B goes down. A comes up, and looks for B. B comes back up, and the two
machines compare generation numbers (1,1) for A, and (1,2) for B. B wins,
so "A" syncs off of B and life goes on. Both now have generation # (1,2).
-------------------------------------------------------------
Machine A is master, and B is fully synced. Both have generation # (1,1)
A goes down, and B takes over. B now has generation # (1,2).
B goes down. When it comes up, it starts looking for "A". It has the good
data but doesn't know for sure that "A" doesn't have newer data. A comes
back up, and the two machines compare generation numbers (1,1) for A, and
(1,2) for B. B wins, so "A" syncs off of B and life goes on. Both now have
generation # (1,2).
I guess this shows an area for possible improvement. If a machine is
primary, and all secondaries are down, it could record information which
would tell it what machine(s) have a copy of the data. When it came back
up, if no other machines were listed in the list, it could safely take over
without further adieu. This could be generalized to handle "n" nodes quite
nicely.

* _SET EXERCISE A_: Count the lines of the entries that contain the string "sleeve", treating upper and lower case as different. Give only the number.
The passage on machine failover and the entries after it are separate, unrelated material.

* _Excerpts of pointing data_:
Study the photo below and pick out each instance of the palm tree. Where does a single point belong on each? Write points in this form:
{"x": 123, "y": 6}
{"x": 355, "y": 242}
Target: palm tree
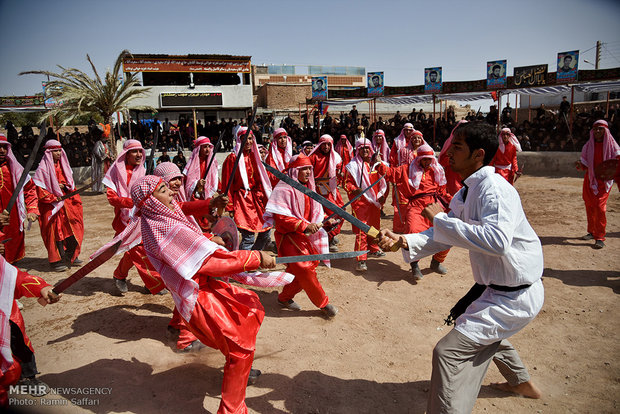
{"x": 79, "y": 94}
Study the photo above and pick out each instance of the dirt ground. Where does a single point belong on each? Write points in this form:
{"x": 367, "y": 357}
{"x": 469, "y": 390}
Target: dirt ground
{"x": 374, "y": 357}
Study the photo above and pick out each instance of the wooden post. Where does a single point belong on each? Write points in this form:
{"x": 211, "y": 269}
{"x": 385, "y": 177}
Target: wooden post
{"x": 607, "y": 110}
{"x": 195, "y": 131}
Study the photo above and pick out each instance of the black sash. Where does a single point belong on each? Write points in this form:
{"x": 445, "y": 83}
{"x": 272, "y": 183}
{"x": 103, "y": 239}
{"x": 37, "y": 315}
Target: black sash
{"x": 474, "y": 293}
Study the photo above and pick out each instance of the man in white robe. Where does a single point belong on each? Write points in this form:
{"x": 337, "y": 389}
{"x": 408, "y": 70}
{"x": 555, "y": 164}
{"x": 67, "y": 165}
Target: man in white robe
{"x": 507, "y": 263}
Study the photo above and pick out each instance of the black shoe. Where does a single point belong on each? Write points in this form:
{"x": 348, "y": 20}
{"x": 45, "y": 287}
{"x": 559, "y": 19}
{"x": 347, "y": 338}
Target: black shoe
{"x": 330, "y": 310}
{"x": 438, "y": 267}
{"x": 36, "y": 387}
{"x": 415, "y": 271}
{"x": 254, "y": 374}
{"x": 58, "y": 267}
{"x": 193, "y": 347}
{"x": 121, "y": 285}
{"x": 290, "y": 304}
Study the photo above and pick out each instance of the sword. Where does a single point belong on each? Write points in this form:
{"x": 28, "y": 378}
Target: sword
{"x": 27, "y": 167}
{"x": 315, "y": 257}
{"x": 355, "y": 198}
{"x": 78, "y": 191}
{"x": 371, "y": 231}
{"x": 220, "y": 211}
{"x": 84, "y": 270}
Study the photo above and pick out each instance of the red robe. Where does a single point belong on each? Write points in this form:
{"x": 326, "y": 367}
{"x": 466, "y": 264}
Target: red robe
{"x": 291, "y": 241}
{"x": 228, "y": 318}
{"x": 505, "y": 163}
{"x": 417, "y": 199}
{"x": 596, "y": 204}
{"x": 453, "y": 179}
{"x": 270, "y": 161}
{"x": 399, "y": 199}
{"x": 136, "y": 256}
{"x": 320, "y": 166}
{"x": 365, "y": 211}
{"x": 29, "y": 286}
{"x": 67, "y": 222}
{"x": 248, "y": 209}
{"x": 14, "y": 249}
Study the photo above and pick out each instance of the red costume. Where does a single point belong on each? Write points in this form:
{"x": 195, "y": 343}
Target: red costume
{"x": 402, "y": 153}
{"x": 196, "y": 170}
{"x": 368, "y": 207}
{"x": 291, "y": 212}
{"x": 222, "y": 316}
{"x": 420, "y": 187}
{"x": 595, "y": 191}
{"x": 325, "y": 167}
{"x": 61, "y": 222}
{"x": 278, "y": 157}
{"x": 119, "y": 179}
{"x": 250, "y": 187}
{"x": 15, "y": 284}
{"x": 10, "y": 171}
{"x": 505, "y": 159}
{"x": 453, "y": 180}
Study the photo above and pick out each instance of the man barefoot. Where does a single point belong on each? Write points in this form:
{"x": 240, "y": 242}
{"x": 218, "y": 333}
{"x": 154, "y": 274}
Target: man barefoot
{"x": 507, "y": 263}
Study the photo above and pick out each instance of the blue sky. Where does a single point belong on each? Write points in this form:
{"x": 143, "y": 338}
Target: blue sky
{"x": 400, "y": 38}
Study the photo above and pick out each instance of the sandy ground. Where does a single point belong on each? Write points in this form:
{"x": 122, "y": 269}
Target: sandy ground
{"x": 374, "y": 357}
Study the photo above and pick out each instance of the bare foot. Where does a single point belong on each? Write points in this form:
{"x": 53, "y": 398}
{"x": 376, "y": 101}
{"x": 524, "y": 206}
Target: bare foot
{"x": 525, "y": 389}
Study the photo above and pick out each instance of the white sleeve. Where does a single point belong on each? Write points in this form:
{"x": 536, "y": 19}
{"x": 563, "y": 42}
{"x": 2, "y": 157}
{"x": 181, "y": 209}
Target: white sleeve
{"x": 492, "y": 235}
{"x": 421, "y": 245}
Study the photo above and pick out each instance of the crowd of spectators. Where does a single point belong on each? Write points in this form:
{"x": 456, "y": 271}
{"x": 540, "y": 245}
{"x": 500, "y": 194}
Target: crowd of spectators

* _SET EXERCISE B_: Proceed with the passage on machine failover and generation numbers, picking up right after its last sentence.

* _RESULT A_: 2

* _RESULT B_:
-----------------------------------------------------------------------
Machine A is master, and B is fully synced. Both have generation # (1,1)
A goes down, and B takes over, and runs for a few minutes. It has
generation # (1,2).
B crashes hard, and needs repair. Machine A comes back up, and cannot take
over, because it doesn't know if it has good data (which it actually
doesn't). A human being makes the decision that it is better to run with
data which is 5 minutes old, than to not be up at all (perhaps they think
the hard disk in "B" is bad). "A" now comes back up with generation (2,1).
Eventually B may come back up with generation # (1,2) again. It sees that A
is master and has a higher generation number [ (2,1) > (1,2) ], so it syncs
up to A and goes on, with a copy of the "good bits".
Does this make any sense?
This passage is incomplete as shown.